* _Text extract_
We’ve already talked about how it seems that there is a perception of inability to effect change. Next comes loss of control, meaning, voice and connection. Does it seem like some countries have lost control? Seeing as there is so much unrest, and often civil war I think we  can say yes to that. There is often a loss of meaning and voice in Africa because so many of these countries are caught between having been colonized by another country for so long and whatever comes next. There is not a strong cultural identity, it is confused and when this confusion exists its hard to have a voice.

Let’s talk about how disorganized the response systems are. My friend was telling me that in Nigeria there are just layers and layers of bad policies, of corruption. This is even true with the physical infrastructure. The roads are not well kept, and people drive like crazy. A once active rail system is in shambles because people just can’t get together to get it going again. Elections (which I was present for) bring about the unease of violence. Electricity goes on and off at the drop of a hat. The politicians don’t respond effectively to the needs of the people. Justice is not served. I could go on.

* _Stated goal A_
Say whether each statement agrees with the passage on Africa and Nigeria, answering yes or no and quoting the deciding words. (i) The rail system was once active. (ii) The writer was not present for the elections. (iii) The politicians respond effectively to the needs of the people.
* _Stated goal B_
Continue the passage on Africa and Nigeria from the point where it stops.
The rows that follow the passage on Africa and Nigeria are separate material.

* _Data lines_
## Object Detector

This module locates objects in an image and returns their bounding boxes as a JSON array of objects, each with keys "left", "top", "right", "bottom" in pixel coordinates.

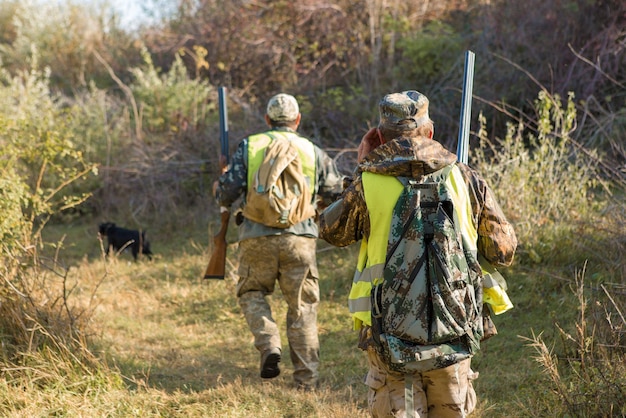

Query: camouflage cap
[
  {"left": 378, "top": 90, "right": 430, "bottom": 130},
  {"left": 267, "top": 93, "right": 300, "bottom": 122}
]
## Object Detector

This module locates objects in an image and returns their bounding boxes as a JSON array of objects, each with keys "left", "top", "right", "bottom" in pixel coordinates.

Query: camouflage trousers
[
  {"left": 237, "top": 234, "right": 320, "bottom": 386},
  {"left": 365, "top": 346, "right": 478, "bottom": 418}
]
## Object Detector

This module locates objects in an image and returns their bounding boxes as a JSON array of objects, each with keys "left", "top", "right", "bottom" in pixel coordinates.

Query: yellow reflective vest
[{"left": 348, "top": 166, "right": 513, "bottom": 330}]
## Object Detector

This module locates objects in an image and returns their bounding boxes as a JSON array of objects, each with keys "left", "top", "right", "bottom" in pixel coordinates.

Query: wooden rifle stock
[{"left": 204, "top": 211, "right": 230, "bottom": 280}]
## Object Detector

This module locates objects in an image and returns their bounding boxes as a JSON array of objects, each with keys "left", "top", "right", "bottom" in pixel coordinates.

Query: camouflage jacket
[
  {"left": 319, "top": 137, "right": 517, "bottom": 266},
  {"left": 215, "top": 127, "right": 343, "bottom": 241}
]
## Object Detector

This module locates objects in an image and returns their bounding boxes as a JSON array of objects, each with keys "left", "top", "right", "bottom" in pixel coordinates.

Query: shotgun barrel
[
  {"left": 456, "top": 50, "right": 474, "bottom": 164},
  {"left": 204, "top": 87, "right": 230, "bottom": 280}
]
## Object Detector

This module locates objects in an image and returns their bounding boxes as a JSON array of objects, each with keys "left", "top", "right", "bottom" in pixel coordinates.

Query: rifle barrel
[
  {"left": 456, "top": 51, "right": 474, "bottom": 164},
  {"left": 218, "top": 87, "right": 230, "bottom": 164}
]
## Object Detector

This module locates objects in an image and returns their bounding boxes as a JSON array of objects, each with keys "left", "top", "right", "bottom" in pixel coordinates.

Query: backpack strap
[{"left": 404, "top": 374, "right": 415, "bottom": 418}]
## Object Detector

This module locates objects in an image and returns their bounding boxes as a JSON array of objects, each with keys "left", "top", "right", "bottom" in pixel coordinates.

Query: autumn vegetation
[{"left": 0, "top": 0, "right": 626, "bottom": 417}]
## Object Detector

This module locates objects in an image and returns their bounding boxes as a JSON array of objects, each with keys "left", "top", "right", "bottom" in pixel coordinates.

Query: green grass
[{"left": 0, "top": 207, "right": 620, "bottom": 417}]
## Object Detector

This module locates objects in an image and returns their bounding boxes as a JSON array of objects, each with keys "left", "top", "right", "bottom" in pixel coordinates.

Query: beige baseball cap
[{"left": 267, "top": 93, "right": 300, "bottom": 122}]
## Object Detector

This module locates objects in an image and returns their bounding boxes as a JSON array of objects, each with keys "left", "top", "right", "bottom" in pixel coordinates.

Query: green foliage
[
  {"left": 131, "top": 49, "right": 215, "bottom": 133},
  {"left": 394, "top": 21, "right": 464, "bottom": 88},
  {"left": 0, "top": 60, "right": 96, "bottom": 247}
]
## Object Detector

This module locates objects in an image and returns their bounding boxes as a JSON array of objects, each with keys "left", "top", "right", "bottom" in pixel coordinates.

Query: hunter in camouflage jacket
[{"left": 319, "top": 137, "right": 517, "bottom": 266}]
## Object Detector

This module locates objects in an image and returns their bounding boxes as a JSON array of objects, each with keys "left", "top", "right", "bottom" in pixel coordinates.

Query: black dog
[{"left": 98, "top": 222, "right": 152, "bottom": 261}]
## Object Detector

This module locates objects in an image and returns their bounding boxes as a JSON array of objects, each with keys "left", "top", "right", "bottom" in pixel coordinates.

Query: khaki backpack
[{"left": 243, "top": 135, "right": 315, "bottom": 228}]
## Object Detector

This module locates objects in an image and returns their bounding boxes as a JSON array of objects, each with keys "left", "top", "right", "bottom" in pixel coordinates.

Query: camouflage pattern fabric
[
  {"left": 319, "top": 137, "right": 517, "bottom": 266},
  {"left": 237, "top": 235, "right": 320, "bottom": 386},
  {"left": 215, "top": 127, "right": 343, "bottom": 240},
  {"left": 365, "top": 347, "right": 478, "bottom": 418}
]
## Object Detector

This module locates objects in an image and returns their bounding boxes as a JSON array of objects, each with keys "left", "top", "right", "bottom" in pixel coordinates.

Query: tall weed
[{"left": 470, "top": 91, "right": 602, "bottom": 262}]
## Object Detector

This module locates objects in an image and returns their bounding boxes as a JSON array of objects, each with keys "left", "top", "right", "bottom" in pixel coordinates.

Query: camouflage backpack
[
  {"left": 371, "top": 166, "right": 483, "bottom": 374},
  {"left": 243, "top": 134, "right": 315, "bottom": 228}
]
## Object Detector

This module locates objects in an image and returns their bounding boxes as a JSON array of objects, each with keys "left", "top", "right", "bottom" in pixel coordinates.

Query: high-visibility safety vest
[
  {"left": 348, "top": 166, "right": 513, "bottom": 330},
  {"left": 248, "top": 131, "right": 316, "bottom": 200}
]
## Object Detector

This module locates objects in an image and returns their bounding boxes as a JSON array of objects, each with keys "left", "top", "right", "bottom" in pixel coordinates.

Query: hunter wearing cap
[
  {"left": 215, "top": 93, "right": 342, "bottom": 389},
  {"left": 320, "top": 90, "right": 517, "bottom": 418}
]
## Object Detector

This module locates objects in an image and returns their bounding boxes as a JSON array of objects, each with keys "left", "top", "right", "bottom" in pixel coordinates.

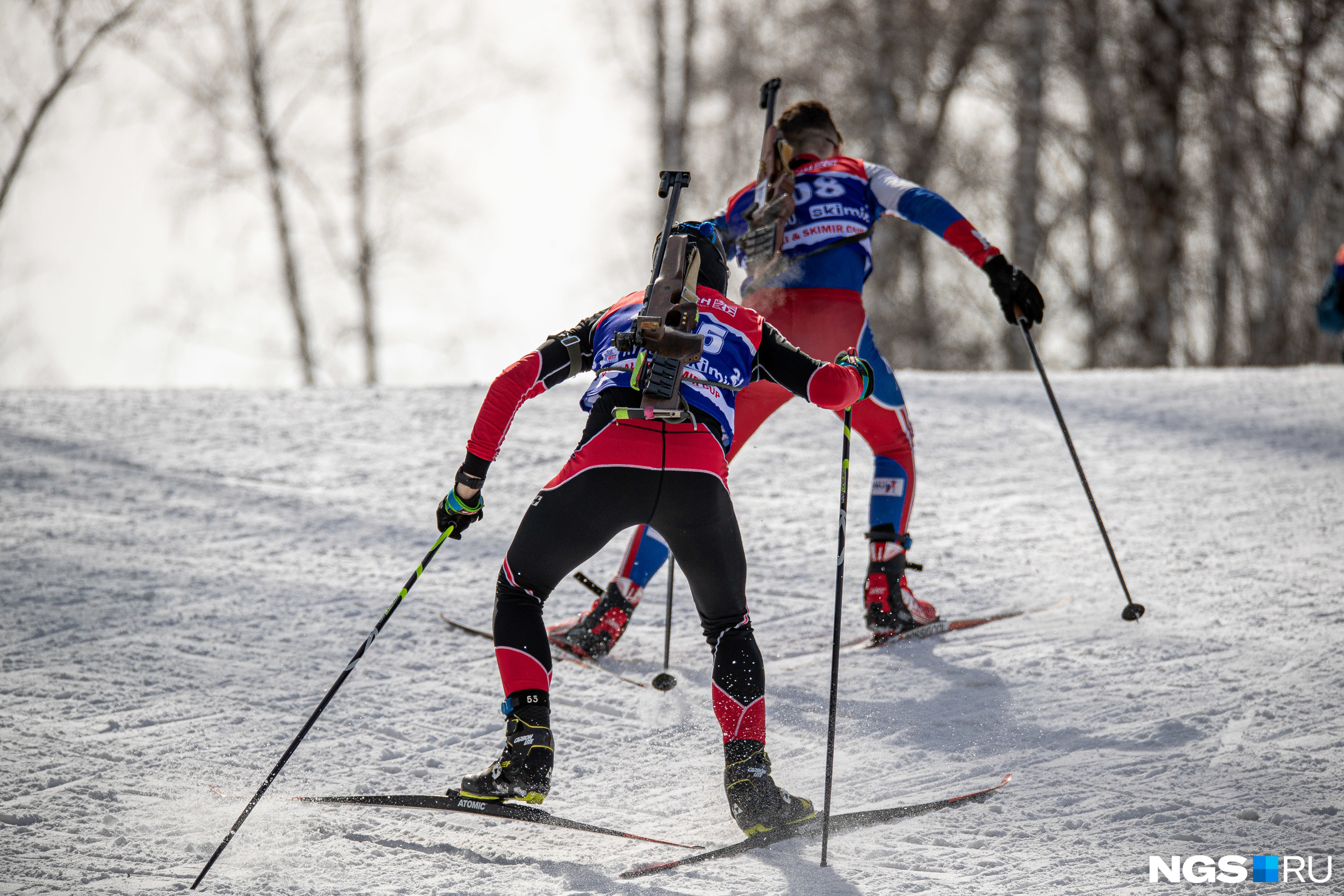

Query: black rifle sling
[
  {"left": 732, "top": 222, "right": 878, "bottom": 289},
  {"left": 547, "top": 333, "right": 583, "bottom": 376}
]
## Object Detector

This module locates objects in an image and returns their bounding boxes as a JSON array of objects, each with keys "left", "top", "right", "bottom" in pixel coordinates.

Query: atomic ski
[
  {"left": 438, "top": 612, "right": 649, "bottom": 688},
  {"left": 863, "top": 595, "right": 1074, "bottom": 650},
  {"left": 211, "top": 787, "right": 700, "bottom": 849},
  {"left": 621, "top": 774, "right": 1012, "bottom": 877}
]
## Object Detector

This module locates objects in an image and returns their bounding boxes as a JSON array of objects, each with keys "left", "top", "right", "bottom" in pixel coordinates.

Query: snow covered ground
[{"left": 0, "top": 368, "right": 1344, "bottom": 896}]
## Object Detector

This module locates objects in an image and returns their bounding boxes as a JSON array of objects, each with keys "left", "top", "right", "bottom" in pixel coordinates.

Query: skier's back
[
  {"left": 438, "top": 223, "right": 872, "bottom": 834},
  {"left": 552, "top": 101, "right": 1044, "bottom": 655}
]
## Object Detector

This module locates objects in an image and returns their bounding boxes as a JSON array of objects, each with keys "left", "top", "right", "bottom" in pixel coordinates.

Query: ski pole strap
[{"left": 444, "top": 486, "right": 484, "bottom": 516}]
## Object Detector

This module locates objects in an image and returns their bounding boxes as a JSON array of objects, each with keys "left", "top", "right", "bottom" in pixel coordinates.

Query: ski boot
[
  {"left": 863, "top": 524, "right": 938, "bottom": 643},
  {"left": 723, "top": 740, "right": 817, "bottom": 837},
  {"left": 461, "top": 690, "right": 555, "bottom": 805},
  {"left": 546, "top": 576, "right": 644, "bottom": 659}
]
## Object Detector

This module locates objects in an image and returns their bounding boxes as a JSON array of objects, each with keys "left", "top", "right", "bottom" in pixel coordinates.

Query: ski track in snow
[{"left": 0, "top": 367, "right": 1344, "bottom": 896}]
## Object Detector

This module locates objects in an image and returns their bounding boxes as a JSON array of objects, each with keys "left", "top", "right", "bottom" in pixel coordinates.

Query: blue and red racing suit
[
  {"left": 462, "top": 286, "right": 864, "bottom": 741},
  {"left": 617, "top": 155, "right": 999, "bottom": 603}
]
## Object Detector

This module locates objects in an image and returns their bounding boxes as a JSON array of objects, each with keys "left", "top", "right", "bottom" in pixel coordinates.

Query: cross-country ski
[
  {"left": 621, "top": 774, "right": 1012, "bottom": 877},
  {"left": 438, "top": 612, "right": 649, "bottom": 688},
  {"left": 211, "top": 787, "right": 700, "bottom": 849},
  {"left": 10, "top": 10, "right": 1344, "bottom": 896}
]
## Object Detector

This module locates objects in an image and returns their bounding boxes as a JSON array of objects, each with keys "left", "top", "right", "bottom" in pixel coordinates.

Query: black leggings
[{"left": 493, "top": 466, "right": 765, "bottom": 741}]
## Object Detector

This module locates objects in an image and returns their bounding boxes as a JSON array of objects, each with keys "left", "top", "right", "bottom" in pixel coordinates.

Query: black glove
[
  {"left": 980, "top": 255, "right": 1046, "bottom": 329},
  {"left": 434, "top": 485, "right": 485, "bottom": 541},
  {"left": 836, "top": 352, "right": 876, "bottom": 405}
]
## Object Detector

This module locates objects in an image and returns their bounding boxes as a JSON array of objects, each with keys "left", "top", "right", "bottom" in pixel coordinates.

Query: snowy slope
[{"left": 0, "top": 368, "right": 1344, "bottom": 896}]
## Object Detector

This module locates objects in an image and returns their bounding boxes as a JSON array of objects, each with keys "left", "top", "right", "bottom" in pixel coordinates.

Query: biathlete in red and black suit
[
  {"left": 438, "top": 222, "right": 872, "bottom": 834},
  {"left": 552, "top": 101, "right": 1044, "bottom": 657}
]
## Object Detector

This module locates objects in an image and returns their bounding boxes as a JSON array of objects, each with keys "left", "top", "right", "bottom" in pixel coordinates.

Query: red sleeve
[
  {"left": 808, "top": 364, "right": 863, "bottom": 411},
  {"left": 466, "top": 351, "right": 546, "bottom": 461}
]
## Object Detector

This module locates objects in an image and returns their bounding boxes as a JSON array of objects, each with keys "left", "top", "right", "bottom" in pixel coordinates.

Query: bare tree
[
  {"left": 141, "top": 0, "right": 320, "bottom": 386},
  {"left": 239, "top": 0, "right": 313, "bottom": 386},
  {"left": 345, "top": 0, "right": 378, "bottom": 386},
  {"left": 1004, "top": 0, "right": 1048, "bottom": 370},
  {"left": 1195, "top": 0, "right": 1257, "bottom": 367},
  {"left": 652, "top": 0, "right": 698, "bottom": 171},
  {"left": 0, "top": 0, "right": 142, "bottom": 223},
  {"left": 1250, "top": 0, "right": 1344, "bottom": 364}
]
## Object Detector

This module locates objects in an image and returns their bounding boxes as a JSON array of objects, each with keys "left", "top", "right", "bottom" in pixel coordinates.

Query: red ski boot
[
  {"left": 546, "top": 576, "right": 644, "bottom": 659},
  {"left": 863, "top": 526, "right": 938, "bottom": 641}
]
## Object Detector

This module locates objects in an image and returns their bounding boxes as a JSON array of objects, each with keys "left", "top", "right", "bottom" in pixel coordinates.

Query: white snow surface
[{"left": 0, "top": 367, "right": 1344, "bottom": 896}]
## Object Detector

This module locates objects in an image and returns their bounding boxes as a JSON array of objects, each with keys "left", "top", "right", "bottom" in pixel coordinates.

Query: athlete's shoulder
[
  {"left": 597, "top": 290, "right": 644, "bottom": 324},
  {"left": 695, "top": 285, "right": 765, "bottom": 345},
  {"left": 719, "top": 183, "right": 755, "bottom": 216},
  {"left": 793, "top": 156, "right": 868, "bottom": 180}
]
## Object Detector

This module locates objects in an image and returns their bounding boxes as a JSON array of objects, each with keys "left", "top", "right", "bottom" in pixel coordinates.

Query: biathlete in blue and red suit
[
  {"left": 438, "top": 222, "right": 872, "bottom": 834},
  {"left": 552, "top": 101, "right": 1044, "bottom": 657}
]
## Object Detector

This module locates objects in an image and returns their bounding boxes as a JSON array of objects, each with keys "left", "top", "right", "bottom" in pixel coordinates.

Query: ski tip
[{"left": 621, "top": 862, "right": 676, "bottom": 880}]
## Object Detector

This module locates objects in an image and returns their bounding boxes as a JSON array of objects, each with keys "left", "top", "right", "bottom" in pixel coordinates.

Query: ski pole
[
  {"left": 653, "top": 553, "right": 676, "bottom": 690},
  {"left": 821, "top": 407, "right": 853, "bottom": 868},
  {"left": 1012, "top": 314, "right": 1144, "bottom": 622},
  {"left": 191, "top": 525, "right": 456, "bottom": 889}
]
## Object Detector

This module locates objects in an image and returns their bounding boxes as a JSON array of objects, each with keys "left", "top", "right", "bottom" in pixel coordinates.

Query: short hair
[{"left": 780, "top": 99, "right": 844, "bottom": 142}]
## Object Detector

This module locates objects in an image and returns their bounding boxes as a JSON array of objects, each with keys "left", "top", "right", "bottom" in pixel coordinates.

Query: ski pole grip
[{"left": 659, "top": 171, "right": 691, "bottom": 199}]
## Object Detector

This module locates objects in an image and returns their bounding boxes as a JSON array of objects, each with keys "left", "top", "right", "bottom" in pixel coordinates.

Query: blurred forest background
[{"left": 0, "top": 0, "right": 1344, "bottom": 387}]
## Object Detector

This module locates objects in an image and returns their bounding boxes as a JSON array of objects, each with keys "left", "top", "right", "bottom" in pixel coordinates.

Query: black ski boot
[
  {"left": 546, "top": 576, "right": 644, "bottom": 659},
  {"left": 461, "top": 690, "right": 555, "bottom": 805},
  {"left": 723, "top": 740, "right": 817, "bottom": 837},
  {"left": 863, "top": 522, "right": 938, "bottom": 641}
]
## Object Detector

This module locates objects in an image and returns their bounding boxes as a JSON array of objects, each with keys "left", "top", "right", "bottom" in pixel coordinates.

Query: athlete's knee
[
  {"left": 700, "top": 610, "right": 755, "bottom": 653},
  {"left": 495, "top": 557, "right": 551, "bottom": 606}
]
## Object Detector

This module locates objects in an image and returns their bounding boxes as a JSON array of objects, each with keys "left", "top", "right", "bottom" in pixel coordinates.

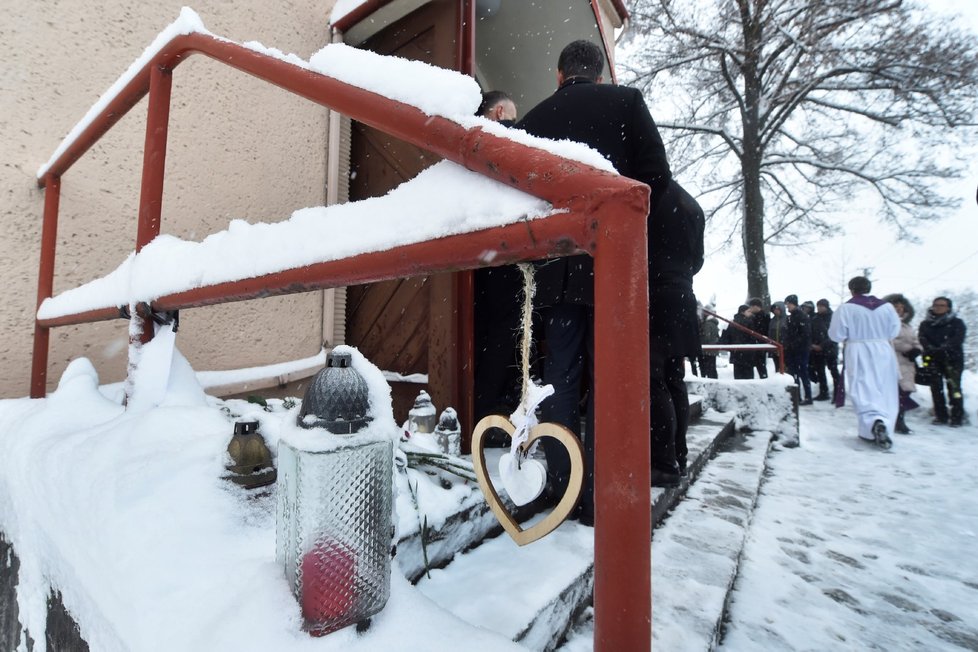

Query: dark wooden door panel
[{"left": 347, "top": 0, "right": 464, "bottom": 420}]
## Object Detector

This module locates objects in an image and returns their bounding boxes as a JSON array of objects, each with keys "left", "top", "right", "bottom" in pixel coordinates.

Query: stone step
[
  {"left": 408, "top": 404, "right": 733, "bottom": 652},
  {"left": 560, "top": 431, "right": 771, "bottom": 652},
  {"left": 397, "top": 395, "right": 708, "bottom": 582}
]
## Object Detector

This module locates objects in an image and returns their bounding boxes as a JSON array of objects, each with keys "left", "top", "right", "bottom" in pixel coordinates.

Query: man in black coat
[
  {"left": 808, "top": 299, "right": 839, "bottom": 401},
  {"left": 747, "top": 297, "right": 771, "bottom": 378},
  {"left": 784, "top": 294, "right": 812, "bottom": 405},
  {"left": 917, "top": 297, "right": 967, "bottom": 426},
  {"left": 517, "top": 41, "right": 704, "bottom": 522}
]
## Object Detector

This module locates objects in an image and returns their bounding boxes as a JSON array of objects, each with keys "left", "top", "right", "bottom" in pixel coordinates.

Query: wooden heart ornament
[{"left": 472, "top": 414, "right": 584, "bottom": 546}]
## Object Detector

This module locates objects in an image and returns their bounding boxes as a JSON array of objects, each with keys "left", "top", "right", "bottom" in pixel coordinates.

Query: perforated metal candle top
[{"left": 296, "top": 351, "right": 370, "bottom": 435}]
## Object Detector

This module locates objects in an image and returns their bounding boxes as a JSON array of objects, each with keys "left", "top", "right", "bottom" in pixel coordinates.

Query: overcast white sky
[{"left": 695, "top": 0, "right": 978, "bottom": 316}]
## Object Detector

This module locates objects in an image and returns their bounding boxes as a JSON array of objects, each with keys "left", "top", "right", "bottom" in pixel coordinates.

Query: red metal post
[
  {"left": 132, "top": 65, "right": 173, "bottom": 343},
  {"left": 594, "top": 189, "right": 652, "bottom": 652},
  {"left": 31, "top": 175, "right": 61, "bottom": 398}
]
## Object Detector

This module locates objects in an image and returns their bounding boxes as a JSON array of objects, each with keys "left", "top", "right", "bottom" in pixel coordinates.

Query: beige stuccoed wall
[{"left": 0, "top": 0, "right": 333, "bottom": 398}]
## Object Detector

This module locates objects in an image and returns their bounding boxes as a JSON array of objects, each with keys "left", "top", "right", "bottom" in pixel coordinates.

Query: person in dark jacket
[
  {"left": 784, "top": 294, "right": 812, "bottom": 405},
  {"left": 517, "top": 41, "right": 705, "bottom": 504},
  {"left": 747, "top": 298, "right": 771, "bottom": 378},
  {"left": 767, "top": 301, "right": 788, "bottom": 373},
  {"left": 700, "top": 304, "right": 720, "bottom": 378},
  {"left": 473, "top": 90, "right": 523, "bottom": 428},
  {"left": 808, "top": 299, "right": 839, "bottom": 401},
  {"left": 917, "top": 297, "right": 967, "bottom": 426},
  {"left": 720, "top": 304, "right": 757, "bottom": 380}
]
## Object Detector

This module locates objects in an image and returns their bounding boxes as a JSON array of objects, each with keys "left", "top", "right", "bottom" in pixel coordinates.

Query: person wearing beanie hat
[
  {"left": 809, "top": 299, "right": 839, "bottom": 401},
  {"left": 747, "top": 297, "right": 771, "bottom": 378},
  {"left": 917, "top": 297, "right": 967, "bottom": 426},
  {"left": 829, "top": 276, "right": 900, "bottom": 450},
  {"left": 784, "top": 294, "right": 812, "bottom": 405}
]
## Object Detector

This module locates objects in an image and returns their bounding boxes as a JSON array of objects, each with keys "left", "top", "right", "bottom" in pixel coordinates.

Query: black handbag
[{"left": 913, "top": 362, "right": 941, "bottom": 385}]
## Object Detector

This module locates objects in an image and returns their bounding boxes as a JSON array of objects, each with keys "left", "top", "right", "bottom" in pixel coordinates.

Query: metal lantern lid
[
  {"left": 296, "top": 351, "right": 370, "bottom": 435},
  {"left": 224, "top": 421, "right": 277, "bottom": 489}
]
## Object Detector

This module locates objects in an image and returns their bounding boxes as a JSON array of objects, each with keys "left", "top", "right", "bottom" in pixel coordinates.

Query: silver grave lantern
[{"left": 276, "top": 352, "right": 393, "bottom": 636}]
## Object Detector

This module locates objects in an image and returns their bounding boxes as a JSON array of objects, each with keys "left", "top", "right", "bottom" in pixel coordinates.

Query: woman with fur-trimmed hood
[{"left": 883, "top": 294, "right": 921, "bottom": 435}]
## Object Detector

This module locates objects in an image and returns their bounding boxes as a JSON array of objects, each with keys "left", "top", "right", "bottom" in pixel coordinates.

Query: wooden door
[{"left": 346, "top": 0, "right": 465, "bottom": 422}]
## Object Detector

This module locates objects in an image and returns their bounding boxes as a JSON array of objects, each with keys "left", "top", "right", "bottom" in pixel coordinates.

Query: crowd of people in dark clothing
[{"left": 690, "top": 294, "right": 967, "bottom": 434}]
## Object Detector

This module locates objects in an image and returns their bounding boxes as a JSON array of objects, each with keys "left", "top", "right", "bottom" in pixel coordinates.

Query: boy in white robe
[{"left": 829, "top": 276, "right": 900, "bottom": 449}]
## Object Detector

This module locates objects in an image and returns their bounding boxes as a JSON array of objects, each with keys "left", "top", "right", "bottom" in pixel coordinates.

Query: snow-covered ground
[
  {"left": 721, "top": 373, "right": 978, "bottom": 651},
  {"left": 0, "top": 346, "right": 978, "bottom": 650}
]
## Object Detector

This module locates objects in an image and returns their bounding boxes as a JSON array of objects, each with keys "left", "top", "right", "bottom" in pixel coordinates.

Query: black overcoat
[
  {"left": 516, "top": 77, "right": 672, "bottom": 306},
  {"left": 517, "top": 78, "right": 705, "bottom": 356}
]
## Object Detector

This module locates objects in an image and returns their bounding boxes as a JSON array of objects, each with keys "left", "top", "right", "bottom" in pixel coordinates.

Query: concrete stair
[{"left": 399, "top": 397, "right": 771, "bottom": 652}]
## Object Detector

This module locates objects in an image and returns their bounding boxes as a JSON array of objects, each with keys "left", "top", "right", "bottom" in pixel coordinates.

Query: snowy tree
[{"left": 622, "top": 0, "right": 978, "bottom": 300}]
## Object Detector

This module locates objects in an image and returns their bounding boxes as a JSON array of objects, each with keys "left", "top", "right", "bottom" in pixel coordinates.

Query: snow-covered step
[
  {"left": 652, "top": 432, "right": 771, "bottom": 652},
  {"left": 652, "top": 405, "right": 734, "bottom": 528},
  {"left": 397, "top": 395, "right": 708, "bottom": 582},
  {"left": 560, "top": 432, "right": 771, "bottom": 652},
  {"left": 417, "top": 521, "right": 594, "bottom": 650},
  {"left": 410, "top": 404, "right": 732, "bottom": 651}
]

* _Response A_
(i) Yes: "A once active rail system is in shambles"
(ii) No: "Elections (which I was present for)"
(iii) No: "The politicians don’t respond effectively to the needs of the people."

* _Response B_
Relational pain, self-contempt, distrust, especially towards other countries. In a number of books I have read a common theme of doing work in Africa is that people don’t trust that you will be there for the long run. You have to prove that you really do care and that you’re not just there to make yourself feel good. We also talked about before how my friend feels that his country can’t do anything right, and won’t be able to do so in the future.

This last point is a really interesting one, running from the past and afraid of the future. I asked my friend if they talk about what things were like before and during colonization, and he said they didn’t really talk about it other than just a couple dates. This sounds just like running from the past to me. It sounds like repressing a memory because it is just to painful to live with. I can’t speak as much for fear of the future, but I wouldn’t be surprised.

So what do we do with nations that have been traumatized? If there were an outbreak of cholera you wouldn’t just bring in a doctor to treat individuals. You would bring in a public health systems expert to also look for the cause and work towards prevention in the future. Counseling is generally focused on the individual, but does have the systems approach of Marriage and Family Counseling. Within this view problems are seen as part of a larger system such as the family. To solve these problems effectively you have to work with the family. So I suppose to solve a national systems problem you have to work with the nation. But that is rather complicated.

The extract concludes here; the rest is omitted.